EXERCISE REQUIREMENTS: Produce an exact copy of the lines from the line containing "the concrete curb" through the last line of the listing below, both ends included, and nothing else.
━━━ STORED RECORDS
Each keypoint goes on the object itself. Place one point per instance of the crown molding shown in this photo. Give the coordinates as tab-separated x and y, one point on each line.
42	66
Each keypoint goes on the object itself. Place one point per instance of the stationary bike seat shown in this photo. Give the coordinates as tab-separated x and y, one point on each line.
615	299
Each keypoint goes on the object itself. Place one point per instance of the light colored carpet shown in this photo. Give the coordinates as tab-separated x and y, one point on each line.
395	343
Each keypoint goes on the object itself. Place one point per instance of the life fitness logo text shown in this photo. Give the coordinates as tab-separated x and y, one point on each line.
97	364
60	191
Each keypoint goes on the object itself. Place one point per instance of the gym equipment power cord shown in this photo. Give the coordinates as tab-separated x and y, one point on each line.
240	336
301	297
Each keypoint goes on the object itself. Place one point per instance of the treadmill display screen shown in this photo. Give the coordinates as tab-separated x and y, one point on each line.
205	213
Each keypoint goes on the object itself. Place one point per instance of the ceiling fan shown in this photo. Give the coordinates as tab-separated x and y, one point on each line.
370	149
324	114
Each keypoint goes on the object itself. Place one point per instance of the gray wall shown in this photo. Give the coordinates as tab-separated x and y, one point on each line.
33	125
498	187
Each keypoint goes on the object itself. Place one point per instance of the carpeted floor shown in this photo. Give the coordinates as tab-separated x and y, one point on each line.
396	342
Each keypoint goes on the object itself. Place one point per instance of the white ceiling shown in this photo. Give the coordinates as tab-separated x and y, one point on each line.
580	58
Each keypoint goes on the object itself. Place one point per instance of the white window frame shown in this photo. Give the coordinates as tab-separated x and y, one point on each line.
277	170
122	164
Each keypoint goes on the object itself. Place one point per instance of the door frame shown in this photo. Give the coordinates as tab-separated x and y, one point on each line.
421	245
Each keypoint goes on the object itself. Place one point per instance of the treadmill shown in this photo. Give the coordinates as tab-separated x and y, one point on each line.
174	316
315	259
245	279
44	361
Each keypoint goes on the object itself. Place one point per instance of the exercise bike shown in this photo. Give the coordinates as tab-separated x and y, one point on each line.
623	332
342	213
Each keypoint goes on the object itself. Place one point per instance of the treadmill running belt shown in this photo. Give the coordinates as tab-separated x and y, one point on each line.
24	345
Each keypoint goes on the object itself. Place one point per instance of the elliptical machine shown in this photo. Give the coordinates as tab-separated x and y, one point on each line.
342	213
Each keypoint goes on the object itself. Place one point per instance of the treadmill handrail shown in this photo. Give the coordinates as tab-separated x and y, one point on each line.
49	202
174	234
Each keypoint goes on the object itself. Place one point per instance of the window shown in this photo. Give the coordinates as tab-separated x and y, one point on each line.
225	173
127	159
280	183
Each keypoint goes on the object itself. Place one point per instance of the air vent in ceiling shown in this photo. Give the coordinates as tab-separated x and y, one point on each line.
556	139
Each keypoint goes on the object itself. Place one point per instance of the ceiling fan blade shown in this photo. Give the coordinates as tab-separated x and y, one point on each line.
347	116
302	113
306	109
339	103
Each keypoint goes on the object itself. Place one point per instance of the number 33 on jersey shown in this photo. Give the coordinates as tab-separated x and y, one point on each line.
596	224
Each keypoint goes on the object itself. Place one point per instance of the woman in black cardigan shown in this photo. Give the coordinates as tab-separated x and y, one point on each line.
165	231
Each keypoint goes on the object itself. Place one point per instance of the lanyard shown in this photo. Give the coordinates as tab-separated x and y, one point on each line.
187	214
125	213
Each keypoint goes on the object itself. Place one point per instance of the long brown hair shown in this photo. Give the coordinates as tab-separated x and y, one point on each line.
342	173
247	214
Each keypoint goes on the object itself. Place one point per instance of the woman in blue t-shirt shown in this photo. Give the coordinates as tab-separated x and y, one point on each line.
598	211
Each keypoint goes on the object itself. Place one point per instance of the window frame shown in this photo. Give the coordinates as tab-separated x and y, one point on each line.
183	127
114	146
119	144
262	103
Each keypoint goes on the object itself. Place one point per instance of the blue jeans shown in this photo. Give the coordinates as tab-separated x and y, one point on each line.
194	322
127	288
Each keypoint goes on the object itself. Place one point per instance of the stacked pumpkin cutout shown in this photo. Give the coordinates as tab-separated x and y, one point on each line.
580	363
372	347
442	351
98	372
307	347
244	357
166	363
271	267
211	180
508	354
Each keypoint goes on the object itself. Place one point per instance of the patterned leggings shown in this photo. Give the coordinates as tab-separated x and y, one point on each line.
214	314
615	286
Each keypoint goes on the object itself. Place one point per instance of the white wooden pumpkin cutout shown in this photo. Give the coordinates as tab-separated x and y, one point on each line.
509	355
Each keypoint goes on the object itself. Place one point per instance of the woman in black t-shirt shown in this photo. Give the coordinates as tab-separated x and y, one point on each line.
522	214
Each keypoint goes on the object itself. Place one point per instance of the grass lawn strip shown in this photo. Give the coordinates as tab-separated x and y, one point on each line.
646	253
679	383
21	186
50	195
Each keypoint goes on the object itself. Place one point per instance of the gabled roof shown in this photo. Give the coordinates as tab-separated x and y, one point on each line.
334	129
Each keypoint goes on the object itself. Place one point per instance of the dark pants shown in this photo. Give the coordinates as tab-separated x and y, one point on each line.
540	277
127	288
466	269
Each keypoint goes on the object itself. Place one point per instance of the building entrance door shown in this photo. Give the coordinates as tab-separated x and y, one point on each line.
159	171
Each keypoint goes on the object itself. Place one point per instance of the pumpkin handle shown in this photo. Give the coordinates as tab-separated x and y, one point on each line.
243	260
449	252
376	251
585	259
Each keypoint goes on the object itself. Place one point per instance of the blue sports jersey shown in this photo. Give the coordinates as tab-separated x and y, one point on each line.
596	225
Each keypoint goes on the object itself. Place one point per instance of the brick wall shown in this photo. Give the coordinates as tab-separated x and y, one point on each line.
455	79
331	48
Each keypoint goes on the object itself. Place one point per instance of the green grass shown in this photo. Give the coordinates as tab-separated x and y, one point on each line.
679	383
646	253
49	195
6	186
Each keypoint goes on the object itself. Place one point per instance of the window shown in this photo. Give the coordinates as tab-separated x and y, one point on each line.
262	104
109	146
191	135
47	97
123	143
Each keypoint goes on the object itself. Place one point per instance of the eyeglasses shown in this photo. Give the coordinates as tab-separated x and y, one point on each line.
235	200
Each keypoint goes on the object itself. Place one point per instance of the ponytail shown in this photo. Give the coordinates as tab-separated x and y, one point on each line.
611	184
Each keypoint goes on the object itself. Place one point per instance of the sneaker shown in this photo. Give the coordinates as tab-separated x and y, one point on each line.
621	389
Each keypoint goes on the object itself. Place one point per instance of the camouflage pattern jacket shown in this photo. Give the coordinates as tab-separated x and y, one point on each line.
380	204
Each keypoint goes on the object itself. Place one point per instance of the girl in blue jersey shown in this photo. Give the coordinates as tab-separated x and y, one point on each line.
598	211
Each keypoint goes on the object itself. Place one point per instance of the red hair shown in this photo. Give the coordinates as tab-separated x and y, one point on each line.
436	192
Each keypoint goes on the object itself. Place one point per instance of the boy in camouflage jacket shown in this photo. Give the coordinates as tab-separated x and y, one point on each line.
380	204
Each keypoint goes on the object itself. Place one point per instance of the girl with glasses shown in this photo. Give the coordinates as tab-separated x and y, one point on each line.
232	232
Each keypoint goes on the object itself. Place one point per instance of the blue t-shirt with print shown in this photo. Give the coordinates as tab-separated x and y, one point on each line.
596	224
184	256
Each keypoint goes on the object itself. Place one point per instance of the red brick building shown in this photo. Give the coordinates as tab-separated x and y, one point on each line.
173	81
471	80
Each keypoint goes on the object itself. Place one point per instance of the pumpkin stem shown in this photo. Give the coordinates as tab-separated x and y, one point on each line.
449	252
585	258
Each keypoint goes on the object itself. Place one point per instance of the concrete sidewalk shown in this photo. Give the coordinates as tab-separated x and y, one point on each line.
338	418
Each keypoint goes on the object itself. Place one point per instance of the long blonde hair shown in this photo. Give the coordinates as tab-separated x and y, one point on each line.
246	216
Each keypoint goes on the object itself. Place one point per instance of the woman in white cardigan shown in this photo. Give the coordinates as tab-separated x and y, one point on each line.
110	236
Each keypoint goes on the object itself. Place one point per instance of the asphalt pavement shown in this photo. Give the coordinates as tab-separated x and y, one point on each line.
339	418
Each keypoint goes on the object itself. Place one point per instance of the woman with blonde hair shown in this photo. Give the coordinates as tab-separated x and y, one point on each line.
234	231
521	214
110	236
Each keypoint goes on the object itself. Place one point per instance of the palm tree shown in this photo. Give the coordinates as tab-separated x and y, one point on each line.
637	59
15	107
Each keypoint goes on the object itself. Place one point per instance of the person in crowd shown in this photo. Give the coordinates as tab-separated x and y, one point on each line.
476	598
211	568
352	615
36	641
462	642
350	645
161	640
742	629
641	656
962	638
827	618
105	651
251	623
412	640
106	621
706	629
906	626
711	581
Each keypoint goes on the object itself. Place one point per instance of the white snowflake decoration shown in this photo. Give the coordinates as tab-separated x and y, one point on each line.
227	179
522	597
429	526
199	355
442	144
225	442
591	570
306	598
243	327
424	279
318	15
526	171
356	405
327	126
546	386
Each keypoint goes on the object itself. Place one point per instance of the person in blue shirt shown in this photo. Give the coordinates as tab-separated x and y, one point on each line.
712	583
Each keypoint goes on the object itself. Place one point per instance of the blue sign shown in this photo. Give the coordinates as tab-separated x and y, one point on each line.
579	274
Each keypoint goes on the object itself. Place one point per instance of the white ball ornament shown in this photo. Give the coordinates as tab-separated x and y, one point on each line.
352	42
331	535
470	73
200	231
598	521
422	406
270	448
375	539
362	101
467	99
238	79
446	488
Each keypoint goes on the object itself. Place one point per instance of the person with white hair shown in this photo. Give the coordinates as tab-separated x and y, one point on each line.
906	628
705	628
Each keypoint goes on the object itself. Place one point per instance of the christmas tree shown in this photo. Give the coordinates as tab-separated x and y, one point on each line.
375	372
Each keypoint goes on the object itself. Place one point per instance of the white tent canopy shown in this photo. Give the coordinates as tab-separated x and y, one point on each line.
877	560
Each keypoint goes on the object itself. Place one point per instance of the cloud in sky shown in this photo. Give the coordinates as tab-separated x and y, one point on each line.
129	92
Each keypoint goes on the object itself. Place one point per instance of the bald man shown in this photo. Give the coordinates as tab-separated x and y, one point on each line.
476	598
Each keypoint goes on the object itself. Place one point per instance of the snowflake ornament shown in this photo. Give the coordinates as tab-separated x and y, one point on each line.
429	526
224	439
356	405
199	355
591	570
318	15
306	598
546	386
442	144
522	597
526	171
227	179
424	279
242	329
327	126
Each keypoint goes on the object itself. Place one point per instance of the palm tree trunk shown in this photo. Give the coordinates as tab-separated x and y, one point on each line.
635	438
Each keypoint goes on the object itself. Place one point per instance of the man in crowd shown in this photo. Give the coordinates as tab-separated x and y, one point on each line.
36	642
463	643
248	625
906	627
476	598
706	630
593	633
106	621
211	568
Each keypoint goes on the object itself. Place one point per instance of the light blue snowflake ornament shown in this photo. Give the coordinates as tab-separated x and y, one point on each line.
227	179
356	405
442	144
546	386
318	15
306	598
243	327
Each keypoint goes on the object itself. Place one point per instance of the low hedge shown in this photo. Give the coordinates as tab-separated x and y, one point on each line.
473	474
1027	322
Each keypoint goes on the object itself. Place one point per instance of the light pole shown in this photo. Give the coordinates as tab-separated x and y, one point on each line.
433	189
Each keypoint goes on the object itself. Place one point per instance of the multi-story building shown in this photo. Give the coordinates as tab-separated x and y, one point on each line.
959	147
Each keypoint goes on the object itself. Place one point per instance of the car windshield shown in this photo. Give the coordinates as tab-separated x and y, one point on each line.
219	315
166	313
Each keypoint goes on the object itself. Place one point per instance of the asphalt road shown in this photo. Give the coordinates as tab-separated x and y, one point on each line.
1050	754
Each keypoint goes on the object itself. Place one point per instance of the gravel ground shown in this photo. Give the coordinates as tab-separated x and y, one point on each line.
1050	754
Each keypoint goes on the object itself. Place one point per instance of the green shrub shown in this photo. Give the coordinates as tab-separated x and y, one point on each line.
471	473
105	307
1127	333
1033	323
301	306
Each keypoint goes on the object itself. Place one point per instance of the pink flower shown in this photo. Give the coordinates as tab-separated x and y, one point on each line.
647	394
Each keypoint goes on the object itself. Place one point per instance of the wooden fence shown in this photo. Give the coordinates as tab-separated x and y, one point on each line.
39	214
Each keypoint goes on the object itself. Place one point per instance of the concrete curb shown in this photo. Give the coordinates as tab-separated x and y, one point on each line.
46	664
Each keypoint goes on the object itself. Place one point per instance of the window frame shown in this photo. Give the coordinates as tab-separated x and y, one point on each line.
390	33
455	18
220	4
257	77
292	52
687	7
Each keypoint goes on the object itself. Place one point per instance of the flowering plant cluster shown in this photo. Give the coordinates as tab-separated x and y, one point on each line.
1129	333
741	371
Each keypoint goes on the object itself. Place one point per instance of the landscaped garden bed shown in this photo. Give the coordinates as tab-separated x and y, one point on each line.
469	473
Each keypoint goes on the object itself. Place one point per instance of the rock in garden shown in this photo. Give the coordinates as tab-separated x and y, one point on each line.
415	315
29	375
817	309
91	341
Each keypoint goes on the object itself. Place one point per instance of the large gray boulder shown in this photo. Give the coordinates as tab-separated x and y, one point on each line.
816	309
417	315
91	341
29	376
━━━━━━
OUTPUT OF THE EXERCISE:
Each keypoint goes on the object itself. Place one point per instance of the concrete curb shown in this photo. Give the coordinates as tab-separated x and y, one point on each line.
46	664
Each keypoint goes on the object itself. Place one point per instance of the window frame shown in this photo. Give the coordinates as tab-separated x and y, one point on each line.
390	33
455	18
220	4
257	77
292	52
687	7
Each keypoint goes on the object itself. Place one point per instance of the flowering plant cluster shown in this photo. Give the coordinates as tab-separated x and y, one point on each line.
1129	333
741	371
Each keypoint goes on the object itself. Place one point per instance of the landscaped garden bed shown in this photo. Give the coordinates as tab-separated x and y, one point on each line.
469	473
Each keypoint goes on the object itself. Place one point per instance of the rock in garden shown in this photo. Give the coordinates as tab-separated x and y, one point on each line.
415	315
29	375
817	309
91	341
Each keypoint goes on the object itself. Place one point per instance of the large gray boulder shown in this photo. Give the coordinates as tab-separated x and y, one point on each line.
816	309
417	315
91	341
29	376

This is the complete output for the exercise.